Task directions:
Output the listing below verbatim, without images.
START Input
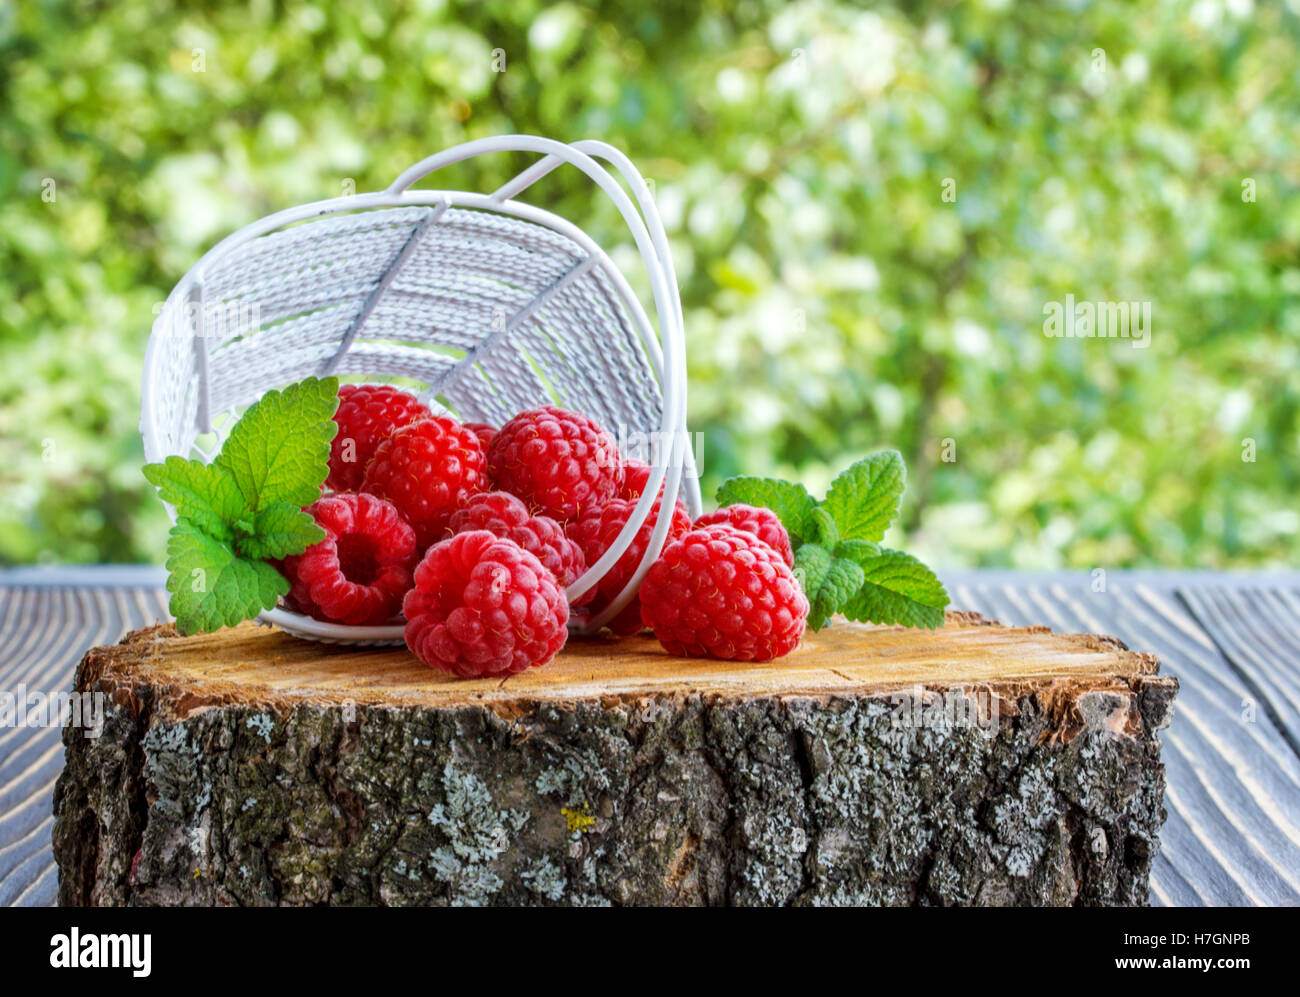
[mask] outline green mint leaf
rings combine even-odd
[[[794,552],[794,577],[809,602],[812,602],[812,593],[822,587],[830,567],[831,555],[825,547],[809,543]]]
[[[781,520],[790,541],[794,544],[810,539],[813,509],[816,500],[803,485],[780,478],[756,478],[742,475],[728,478],[718,486],[718,505],[758,505],[771,509]]]
[[[948,593],[934,572],[911,554],[882,547],[861,567],[862,586],[844,606],[849,619],[931,630],[943,626]]]
[[[167,540],[169,608],[182,634],[234,626],[271,609],[289,583],[265,561],[242,558],[180,518]]]
[[[273,502],[259,512],[251,536],[235,544],[240,556],[252,558],[288,557],[301,554],[325,539],[325,531],[307,513],[288,502]]]
[[[813,509],[809,522],[812,524],[810,539],[815,540],[827,550],[834,550],[839,546],[840,531],[835,525],[835,517],[829,512],[821,506],[817,506]]]
[[[253,512],[276,502],[302,508],[320,496],[338,431],[338,379],[309,377],[268,391],[235,423],[214,466],[229,474]]]
[[[808,599],[809,628],[820,630],[826,626],[830,618],[840,612],[862,588],[865,577],[862,569],[847,558],[832,558],[817,594]]]
[[[847,557],[865,568],[868,561],[880,556],[880,544],[872,543],[870,540],[842,540],[835,548],[835,556]]]
[[[252,516],[234,479],[211,464],[168,457],[161,464],[146,464],[144,476],[177,516],[219,540],[230,541],[233,525]]]
[[[820,630],[843,610],[866,577],[855,561],[832,557],[826,548],[811,543],[795,551],[794,574],[808,597],[810,630]]]
[[[831,482],[821,507],[845,540],[878,541],[898,515],[907,471],[897,450],[851,464]]]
END Input
Task response:
[mask] outline green mint leaf
rings combine even-odd
[[[794,552],[794,577],[809,602],[812,602],[812,593],[822,587],[830,567],[831,555],[825,547],[809,543]]]
[[[781,520],[790,541],[794,544],[810,539],[813,509],[816,500],[803,485],[780,478],[756,478],[742,475],[728,478],[718,486],[718,505],[758,505],[771,509]]]
[[[948,593],[934,572],[911,554],[882,547],[861,567],[862,586],[844,606],[849,619],[931,630],[943,626]]]
[[[167,540],[169,608],[182,634],[234,626],[271,609],[289,583],[265,561],[242,558],[180,518]]]
[[[273,502],[259,512],[251,536],[235,544],[240,556],[252,558],[288,557],[301,554],[325,539],[325,531],[307,513],[288,502]]]
[[[813,509],[809,522],[812,524],[810,539],[815,540],[827,550],[834,550],[839,546],[840,531],[835,525],[835,517],[829,512],[821,506],[817,506]]]
[[[253,512],[276,502],[302,508],[320,496],[338,431],[338,379],[309,377],[268,391],[235,423],[214,466],[229,474]]]
[[[808,599],[809,628],[820,630],[826,626],[830,618],[840,612],[862,588],[865,577],[862,569],[847,558],[832,558],[817,594]]]
[[[847,557],[865,568],[868,561],[880,556],[880,544],[872,543],[870,540],[842,540],[835,548],[835,556]]]
[[[252,516],[234,479],[211,464],[168,457],[161,464],[146,464],[144,476],[177,516],[219,540],[230,541],[233,525]]]
[[[820,630],[843,610],[866,577],[855,561],[832,557],[826,548],[811,543],[795,551],[794,574],[808,597],[810,630]]]
[[[831,482],[821,507],[845,540],[878,541],[898,515],[907,471],[897,450],[851,464]]]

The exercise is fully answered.